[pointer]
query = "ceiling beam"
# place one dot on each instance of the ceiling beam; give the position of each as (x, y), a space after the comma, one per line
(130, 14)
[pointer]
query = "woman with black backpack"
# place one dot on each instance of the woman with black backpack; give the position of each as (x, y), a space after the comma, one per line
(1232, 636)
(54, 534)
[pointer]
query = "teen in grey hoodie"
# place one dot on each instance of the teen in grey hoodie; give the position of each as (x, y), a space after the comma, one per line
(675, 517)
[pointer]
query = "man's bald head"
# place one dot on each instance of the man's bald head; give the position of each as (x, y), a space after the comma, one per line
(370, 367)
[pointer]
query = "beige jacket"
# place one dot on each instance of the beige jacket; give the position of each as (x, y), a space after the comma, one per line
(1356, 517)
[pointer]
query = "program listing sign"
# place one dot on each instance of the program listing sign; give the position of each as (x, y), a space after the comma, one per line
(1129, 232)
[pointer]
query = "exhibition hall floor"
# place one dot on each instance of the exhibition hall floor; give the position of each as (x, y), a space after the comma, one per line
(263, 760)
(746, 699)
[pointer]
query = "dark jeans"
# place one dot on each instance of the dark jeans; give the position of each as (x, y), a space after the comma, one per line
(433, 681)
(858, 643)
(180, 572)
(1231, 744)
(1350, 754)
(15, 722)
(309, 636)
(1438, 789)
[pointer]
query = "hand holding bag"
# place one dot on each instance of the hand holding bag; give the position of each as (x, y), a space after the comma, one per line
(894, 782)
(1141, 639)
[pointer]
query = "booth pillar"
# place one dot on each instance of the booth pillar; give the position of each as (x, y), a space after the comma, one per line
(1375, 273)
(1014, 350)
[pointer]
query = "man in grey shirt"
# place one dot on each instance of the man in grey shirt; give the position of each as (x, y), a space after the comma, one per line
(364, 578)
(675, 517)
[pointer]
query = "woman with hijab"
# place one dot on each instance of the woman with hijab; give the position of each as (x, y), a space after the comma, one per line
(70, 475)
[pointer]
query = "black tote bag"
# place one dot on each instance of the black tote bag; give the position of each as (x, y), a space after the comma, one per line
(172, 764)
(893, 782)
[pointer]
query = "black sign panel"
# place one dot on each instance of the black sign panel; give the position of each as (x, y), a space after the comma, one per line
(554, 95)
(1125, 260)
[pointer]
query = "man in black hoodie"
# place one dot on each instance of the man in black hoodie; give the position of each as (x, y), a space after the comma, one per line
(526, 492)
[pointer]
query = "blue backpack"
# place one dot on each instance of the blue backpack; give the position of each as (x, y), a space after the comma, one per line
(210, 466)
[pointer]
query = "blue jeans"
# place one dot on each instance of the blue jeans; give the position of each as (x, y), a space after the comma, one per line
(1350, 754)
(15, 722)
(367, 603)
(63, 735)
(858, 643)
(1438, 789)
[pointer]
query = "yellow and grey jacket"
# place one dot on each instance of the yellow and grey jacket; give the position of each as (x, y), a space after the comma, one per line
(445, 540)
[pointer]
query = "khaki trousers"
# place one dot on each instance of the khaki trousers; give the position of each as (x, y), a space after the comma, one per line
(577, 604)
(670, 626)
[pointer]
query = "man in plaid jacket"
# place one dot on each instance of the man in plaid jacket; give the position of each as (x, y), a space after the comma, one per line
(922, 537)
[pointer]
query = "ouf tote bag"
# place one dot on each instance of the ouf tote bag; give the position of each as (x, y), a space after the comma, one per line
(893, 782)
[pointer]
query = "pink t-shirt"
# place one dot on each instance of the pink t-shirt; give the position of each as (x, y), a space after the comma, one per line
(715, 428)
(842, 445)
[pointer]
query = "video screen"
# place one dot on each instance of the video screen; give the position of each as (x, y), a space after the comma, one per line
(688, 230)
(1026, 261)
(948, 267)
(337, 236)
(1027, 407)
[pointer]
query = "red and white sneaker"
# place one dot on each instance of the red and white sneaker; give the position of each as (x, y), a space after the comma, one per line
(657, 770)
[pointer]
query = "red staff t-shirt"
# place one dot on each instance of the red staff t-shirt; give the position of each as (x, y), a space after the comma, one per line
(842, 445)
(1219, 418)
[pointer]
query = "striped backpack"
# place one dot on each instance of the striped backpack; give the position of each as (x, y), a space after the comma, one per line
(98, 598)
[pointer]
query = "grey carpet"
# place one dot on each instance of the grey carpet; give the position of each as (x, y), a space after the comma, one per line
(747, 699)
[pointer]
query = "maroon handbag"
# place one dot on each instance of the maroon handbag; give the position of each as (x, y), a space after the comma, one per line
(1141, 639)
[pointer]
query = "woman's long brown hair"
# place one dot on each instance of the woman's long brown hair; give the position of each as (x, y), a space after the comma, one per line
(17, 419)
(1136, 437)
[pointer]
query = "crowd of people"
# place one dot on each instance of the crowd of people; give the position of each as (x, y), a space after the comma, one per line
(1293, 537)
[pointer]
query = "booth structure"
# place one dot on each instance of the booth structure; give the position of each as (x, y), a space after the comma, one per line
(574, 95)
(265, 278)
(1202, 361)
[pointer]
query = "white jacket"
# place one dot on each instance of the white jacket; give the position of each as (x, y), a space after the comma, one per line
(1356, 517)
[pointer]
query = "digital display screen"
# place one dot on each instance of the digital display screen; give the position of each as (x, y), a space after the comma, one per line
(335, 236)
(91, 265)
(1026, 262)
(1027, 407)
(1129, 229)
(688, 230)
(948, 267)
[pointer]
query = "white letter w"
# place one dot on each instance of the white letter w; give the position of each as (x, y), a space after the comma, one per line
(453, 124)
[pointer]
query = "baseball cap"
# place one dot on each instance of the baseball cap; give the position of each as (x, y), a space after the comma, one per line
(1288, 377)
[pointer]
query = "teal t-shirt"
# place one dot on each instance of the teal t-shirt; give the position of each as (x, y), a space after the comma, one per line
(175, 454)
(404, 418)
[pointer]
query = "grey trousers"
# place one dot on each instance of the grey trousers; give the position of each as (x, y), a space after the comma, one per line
+-------+
Copy every line of the material, please, keeping it exactly the same.

* _Solution to the exercise_:
[pointer]
query = "ceiling beam"
# place one dot on each instance of the ceiling beam; give the position of each as (x, y), a space after the comma, one per line
(130, 14)
[pointer]
query = "woman with black backpack"
# place one dot on each instance of the woman with black backpack; give the position of each as (x, y), a space after the comma, one per line
(1232, 636)
(54, 534)
[pointer]
query = "teen in grey hoodie"
# place one dot on each instance of the teen in grey hoodie; give the position of each as (x, y), a space after the comma, one per line
(675, 517)
[pointer]
query = "man's bald head"
# place one dot on each instance of the man's bald head; give the position of each as (x, y), a space after the comma, one per line
(370, 367)
[pointer]
query = "beige jacket"
# place one dot on each instance of the beige jacket; give the position of each as (x, y), a space after the comma, one per line
(1356, 517)
[pointer]
query = "program listing sign"
# place one dot on each instance of the program listing sign; give the position of each as (x, y), a space after the comma, one per line
(1129, 232)
[pointer]
query = "exhibition hall floor"
# place one dot on each instance of the exhibition hall floor; give the position of each as (x, y), a space after the comma, one per line
(263, 760)
(746, 699)
[pointer]
query = "dark jeans"
# place one dot on each instance of the dark jeans; give the position of each as (x, y), a space after the comma, one per line
(433, 681)
(858, 643)
(180, 572)
(1231, 744)
(1350, 754)
(15, 722)
(309, 636)
(1438, 789)
[pointer]
query = "hand holding bag"
# place one dot on each instance of the hand holding bag; give the position of each as (x, y), a space after the comma, one per line
(894, 782)
(1141, 639)
[pointer]
query = "booth pillar"
# place one dot on each instance of the booth pillar; give the position of each as (x, y), a space after the comma, one per line
(1375, 273)
(1014, 350)
[pointer]
query = "man in grey shirt"
# place one dot on each instance of the man in grey shirt; give the position of each as (x, y), a space after the comma, one per line
(364, 578)
(675, 517)
[pointer]
query = "woman with hijab"
# place one dot on each instance of the woman with hijab; give the position of each as (x, y), a space after the comma, one per line
(70, 475)
[pointer]
query = "black tote bag"
# place one dot on each instance of the black tote bag; give the position of each as (x, y), a space after the comma, one per line
(172, 764)
(893, 782)
[pointer]
query = "black sign panel"
# place one dot on each instance of the black sign panel; give the position of each as (x, y), a space after the comma, one per line
(554, 95)
(1125, 260)
[pointer]
query = "man in black hoodie"
# place one dot on each instance of the man in black hoodie; give the position of each as (x, y), a space after the comma, one per line
(526, 492)
[pointer]
query = "blue backpack"
# place one dot on each instance of the blue backpack; give the position of each as (x, y), a space after the comma, one per line
(210, 466)
[pointer]
query = "blue jeans"
# place one dot on each instance of the blue jeans; give the position of each as (x, y), a space after the comma, one per line
(1350, 754)
(15, 722)
(367, 603)
(63, 735)
(858, 643)
(1438, 789)
[pointer]
query = "yellow and grey jacket"
# place one dot on each instance of the yellow and grey jacket; give the position of each as (x, y), a space after the comma, one per line
(445, 540)
[pointer]
query = "khaki trousers"
# place one dot on each instance of the khaki trousers; give the position of each as (x, y), a space after the comma, one per line
(577, 604)
(670, 626)
[pointer]
query = "man in plaid jacket"
# place one dot on each instance of the man in plaid jacket; give the position of each as (x, y), a space after the comma, one per line
(922, 537)
[pointer]
query = "ouf tote bag"
# place one dot on each instance of the ouf tote bag; give the position of each as (x, y), a space after the comma, one per line
(893, 782)
[pointer]
query = "pink t-shirt"
# place one dot on each instance of the pink t-shirt; give the position of each as (x, y), a space after the comma, one per line
(715, 428)
(842, 445)
[pointer]
query = "video screen"
# place one dot on each instance of the video screen; give the position of each as (x, y), a space after the comma, one per line
(688, 230)
(1026, 261)
(948, 267)
(337, 236)
(1027, 407)
[pointer]
query = "red and white sneaker"
# place one dot on each instance of the red and white sneaker; give the position of each as (x, y), a space after the comma, one per line
(657, 770)
[pointer]
query = "red staff t-shirt"
# place one dot on each instance of the red staff t-shirt; give the position of each as (x, y), a space after the comma, one per line
(842, 445)
(1219, 418)
[pointer]
query = "striped backpack"
# place one dot on each instance of the striped backpack; give the position of each as (x, y), a space after the comma, one per line
(98, 598)
[pointer]
query = "grey carpet"
# place one dot on each instance of the grey carpet; give the position of each as (x, y), a space after the comma, one per line
(747, 699)
[pointer]
query = "maroon handbag"
# place one dot on each instance of the maroon handbag; give the position of each as (x, y), a space after the comma, one per line
(1141, 639)
[pointer]
query = "woman's long brown hair"
# place one dot on each instance of the woman's long brown hair; give the position of each as (x, y), a space after the comma, one per line
(17, 419)
(1136, 437)
[pointer]
query = "crowd of people"
# place one dot on each instance of the crowd of people; give the position of each as (x, y), a space after the comma, one per line
(1293, 537)
[pointer]
query = "booth structure"
# place one dot on each instance of the booth structure; give the position of each as (x, y), a space after the comma, one per line
(574, 95)
(265, 278)
(1202, 361)
[pointer]
query = "white jacket"
# place one dot on each instance of the white jacket; give the position of each as (x, y), a space after the comma, one per line
(1356, 517)
[pointer]
query = "digital display screen"
# place one dot on each instance of the digital display screen; give the position of each as (x, y), a space after the comma, one per line
(335, 236)
(91, 265)
(1026, 262)
(1027, 407)
(1129, 229)
(688, 230)
(948, 267)
[pointer]
query = "white letter w"
# place one dot on each instance of the white letter w; give the position of each as (x, y), a space after the comma, one per line
(453, 124)
[pointer]
query = "baseball cap"
# place one dot on each instance of the baseball cap; give the position of each as (x, y), a space after the comma, one per line
(1288, 377)
[pointer]
query = "teal t-shirt"
# place one dot on each instance of the teal t-shirt; give the position of each as (x, y), a space after the comma, one per line
(175, 454)
(404, 418)
[pointer]
query = "grey trousers"
# place one dot on each instance of the grey trousers; give the position of each as (x, y), a space after the comma, one per line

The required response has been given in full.